• Task details: Write each of the records out again exactly.

• Record excerpts:
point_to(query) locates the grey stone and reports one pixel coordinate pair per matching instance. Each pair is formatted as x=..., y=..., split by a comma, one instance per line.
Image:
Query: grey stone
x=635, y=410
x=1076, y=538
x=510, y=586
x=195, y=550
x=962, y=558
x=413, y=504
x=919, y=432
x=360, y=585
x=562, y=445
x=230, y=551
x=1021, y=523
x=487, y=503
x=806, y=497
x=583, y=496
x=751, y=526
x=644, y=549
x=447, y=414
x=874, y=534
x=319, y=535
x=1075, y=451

• Problem solution:
point_to(query) locates the grey stone and reports one pixel coordinate pair per matching instance. Each pair is formatted as x=..., y=..., split by a comma, one instance per line.
Image:
Query: grey stone
x=635, y=410
x=1076, y=538
x=510, y=586
x=195, y=550
x=962, y=558
x=413, y=504
x=919, y=432
x=360, y=585
x=562, y=445
x=230, y=551
x=1021, y=523
x=487, y=503
x=806, y=497
x=583, y=496
x=751, y=526
x=644, y=549
x=447, y=414
x=874, y=534
x=319, y=535
x=1075, y=451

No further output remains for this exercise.